Thursday, June 23, 2005

Now that our velodrome is renovated a nice group of 15-20 guys showed up tonight to both learn a little about riding the track and to re-introduce the experienced trackies. When I first arrived people seemed to be doing their own warmup laps but before long a nice paceline of about eight settled in with the lead rider taking one lap pulls. That was fun and kind of hard. Everyone gathered and listened to Bill talk about the different markings on the track and explain their meaning. We warmed up again with another paceline before doing a series of scratch races and a couple miss-and-outs. There is learning curve on the track and I spent my time trying to get a feel for the track. Crit racing is an acquired to taste for some in terms of feeling comfortable in a pack. Track racing is whole other level. Put yourself in a pack and remove the brakes. The nerve-o-meter definitely goes up. One thing is certain. I was undergeared with my 42x14. There was no top-end, but rather just hanging on for dear life. I'll have to look into getting something like a 48 to be more competitive.

Task directions —
In the velodrome blog entry, what gearing does the writer say left them undergeared?

Extracted records —
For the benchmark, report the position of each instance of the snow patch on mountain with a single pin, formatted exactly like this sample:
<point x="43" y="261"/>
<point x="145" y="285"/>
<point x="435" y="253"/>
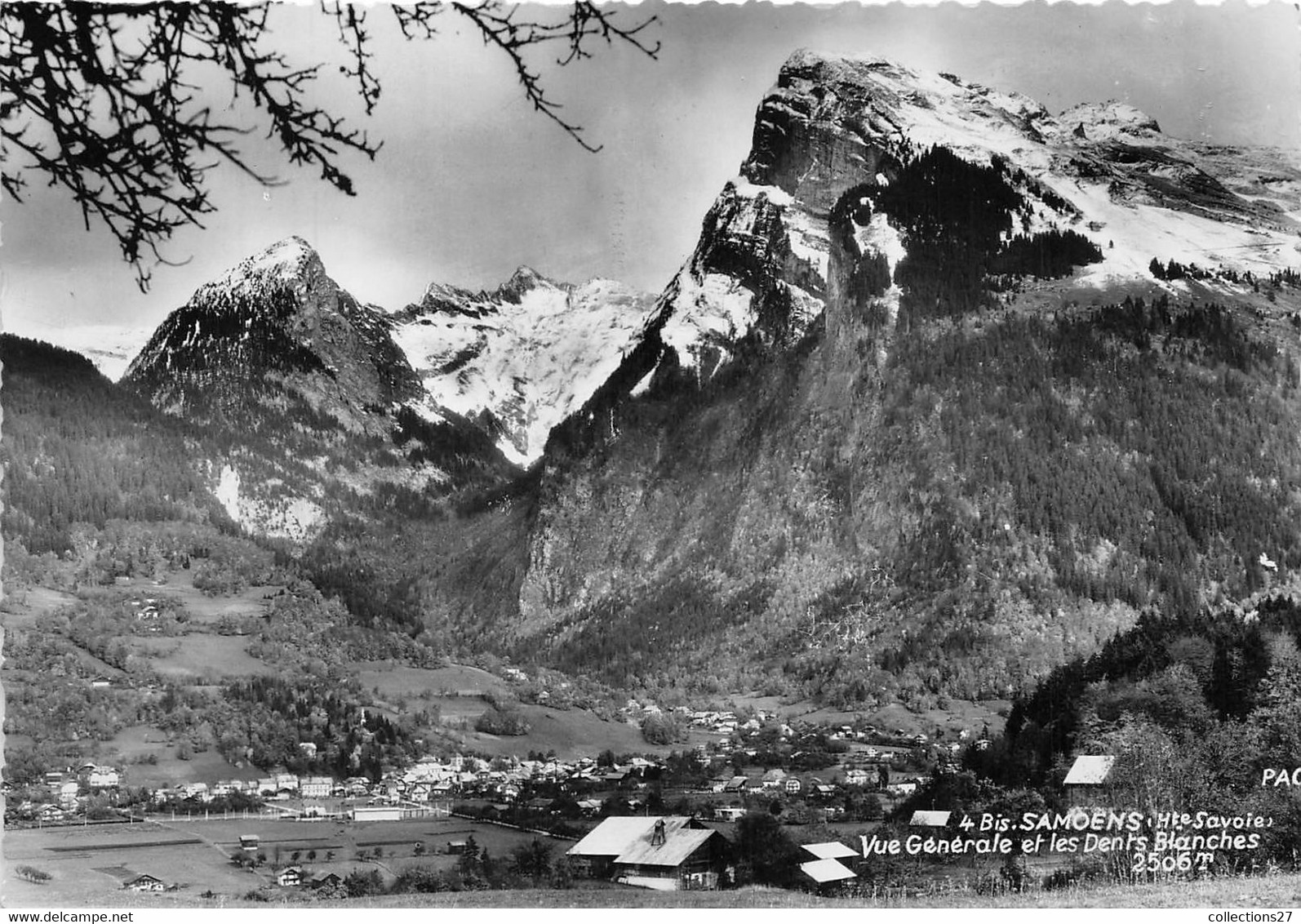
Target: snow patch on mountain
<point x="708" y="314"/>
<point x="526" y="356"/>
<point x="111" y="348"/>
<point x="295" y="518"/>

Solution to the problem —
A 42x14.